• **Written request**: Arrange every line of the material below as a Markdown table with the columns "Row" and "Line". Number each row, omit blank lines, and leave the pictures out.

• **Recorded information**:
━━━━━━━━━━

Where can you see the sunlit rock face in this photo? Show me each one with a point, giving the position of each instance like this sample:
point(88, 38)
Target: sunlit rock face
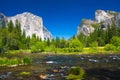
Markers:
point(101, 17)
point(31, 24)
point(86, 27)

━━━━━━━━━━

• **Expected answer**:
| Row | Line |
|---|---|
| 1 | Where can you see the sunlit rock face in this photo? Show me each one with a point, giving the position of each instance like this sample: |
| 2 | point(88, 38) |
| 3 | Target: sunlit rock face |
| 4 | Markers: |
| 5 | point(101, 17) |
| 6 | point(31, 24) |
| 7 | point(86, 27) |